■ Task ■
Word for word, copy every line of the data.

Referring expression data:
^^^^^^^^
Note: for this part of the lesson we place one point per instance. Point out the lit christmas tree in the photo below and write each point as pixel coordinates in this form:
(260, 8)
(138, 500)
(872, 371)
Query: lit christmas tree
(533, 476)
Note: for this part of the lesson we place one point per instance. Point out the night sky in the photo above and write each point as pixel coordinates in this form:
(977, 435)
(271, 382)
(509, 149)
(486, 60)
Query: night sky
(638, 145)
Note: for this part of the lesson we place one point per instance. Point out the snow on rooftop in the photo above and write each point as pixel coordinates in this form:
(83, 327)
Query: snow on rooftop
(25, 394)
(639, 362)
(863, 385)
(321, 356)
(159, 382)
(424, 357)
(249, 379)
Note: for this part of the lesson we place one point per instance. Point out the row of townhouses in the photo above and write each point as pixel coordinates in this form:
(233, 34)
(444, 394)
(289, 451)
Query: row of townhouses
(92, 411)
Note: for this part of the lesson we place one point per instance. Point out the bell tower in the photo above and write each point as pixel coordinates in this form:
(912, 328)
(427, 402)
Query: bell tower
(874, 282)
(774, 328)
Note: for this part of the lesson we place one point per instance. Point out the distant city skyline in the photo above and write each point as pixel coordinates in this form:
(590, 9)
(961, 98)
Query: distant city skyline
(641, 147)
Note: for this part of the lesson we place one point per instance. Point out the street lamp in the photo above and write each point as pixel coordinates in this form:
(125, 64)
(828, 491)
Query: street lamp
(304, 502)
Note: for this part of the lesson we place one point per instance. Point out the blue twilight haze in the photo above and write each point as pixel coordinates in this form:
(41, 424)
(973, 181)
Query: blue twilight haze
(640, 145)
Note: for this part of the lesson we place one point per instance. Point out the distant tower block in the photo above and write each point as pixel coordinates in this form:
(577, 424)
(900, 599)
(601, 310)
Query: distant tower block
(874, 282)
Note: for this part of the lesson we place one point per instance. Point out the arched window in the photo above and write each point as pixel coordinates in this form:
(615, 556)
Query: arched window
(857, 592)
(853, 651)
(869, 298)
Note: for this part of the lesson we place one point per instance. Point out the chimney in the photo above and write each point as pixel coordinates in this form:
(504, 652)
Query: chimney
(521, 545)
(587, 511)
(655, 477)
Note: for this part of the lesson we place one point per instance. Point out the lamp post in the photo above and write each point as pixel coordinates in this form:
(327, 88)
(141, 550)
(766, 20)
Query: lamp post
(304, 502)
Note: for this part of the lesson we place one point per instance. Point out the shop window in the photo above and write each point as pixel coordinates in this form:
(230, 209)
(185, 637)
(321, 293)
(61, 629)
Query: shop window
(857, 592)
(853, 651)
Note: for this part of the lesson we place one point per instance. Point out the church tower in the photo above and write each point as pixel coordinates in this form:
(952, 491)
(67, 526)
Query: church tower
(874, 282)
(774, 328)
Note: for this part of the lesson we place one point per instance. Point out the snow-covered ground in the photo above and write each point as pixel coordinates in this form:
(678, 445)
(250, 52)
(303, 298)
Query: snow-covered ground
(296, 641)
^^^^^^^^
■ Your response ■
Note: for this part of the lesson we place one point per instance. Point out the lit christmas tree in the photo below and write each point as pixel coordinates in this form:
(260, 8)
(138, 500)
(872, 371)
Query: lit christmas tree
(533, 476)
Note: for this part of the lesson we place one point per instance. Point out the night sky in the photo above and write each point as pixel coordinates in this form:
(977, 435)
(271, 382)
(509, 149)
(486, 60)
Query: night sky
(638, 145)
Note: for this part of the lesson we place one point per instance. Point out the snow on rooftop in the photo above and write each point as pixel coordinates in this form:
(83, 327)
Query: snow on rooftop
(25, 394)
(639, 362)
(863, 385)
(321, 356)
(159, 382)
(424, 357)
(249, 379)
Note: for this part of the lesson we place one point per instance. Point out the row of townhouses in the photo above and write each point as pixel coordinates in this form:
(233, 34)
(444, 394)
(289, 451)
Query: row of townhouses
(92, 411)
Note: for this part of the lesson we place one point per instance. Point out the bell tower in the photo above and write each point as pixel coordinates in this form:
(912, 328)
(427, 402)
Query: bell tower
(874, 282)
(774, 328)
Note: for this part of the lesson we place one point per instance. Point out the distant city skyline in the photo above and write each point as pixel coordinates in this form:
(590, 9)
(961, 98)
Query: distant city skyline
(641, 147)
Note: for this part of the lesson we place one point per instance. Point out the street lamp in the photo above and write each point as pixel coordinates in this form:
(125, 64)
(828, 491)
Query: street lamp
(304, 502)
Note: for this part of the lesson we place one point per instance. Point out the blue twilight haze in the photo above and write each point as pixel coordinates in this form:
(41, 424)
(973, 181)
Query: blue twilight haze
(640, 145)
Note: for this part of the lesson we place one point per instance. Point out the distant tower block in the photo above and write each point as pixel coordinates in this form:
(577, 424)
(900, 599)
(601, 310)
Query: distant tower block
(874, 282)
Note: for this part of the lesson we place one point per instance. Point out the arched window in the photo above and write each point as pixel coordinates in this form:
(615, 556)
Query: arched window
(857, 592)
(853, 651)
(869, 298)
Note: for this part of the lesson we place one point per instance. Point out the chimney in the photo above and write each point as pixel coordinates in this form:
(504, 652)
Query: chimney
(521, 545)
(587, 511)
(655, 477)
Note: for this part of the lesson we place one point per instance. Point out the lamp post in the photo above and write each point as pixel coordinates in this form:
(327, 88)
(141, 550)
(766, 20)
Query: lamp post
(304, 502)
Note: for this part of the lesson we place one point per instance. Point out the shop window in the photo above and write each point as pixel coordinates in this form:
(230, 209)
(185, 637)
(321, 293)
(61, 629)
Query: shop window
(857, 592)
(853, 651)
Note: for this part of the lesson we place one point per instance. Point out the church tower in the photo above and write each point as pixel coordinates in this form:
(952, 491)
(67, 526)
Query: church tower
(874, 282)
(774, 328)
Note: for this part of the lesson we place one point per instance. Point out the snow-covered ground in the photo above and write each point as pixel coordinates in this form:
(678, 445)
(250, 52)
(303, 298)
Query: snow-covered ground
(296, 641)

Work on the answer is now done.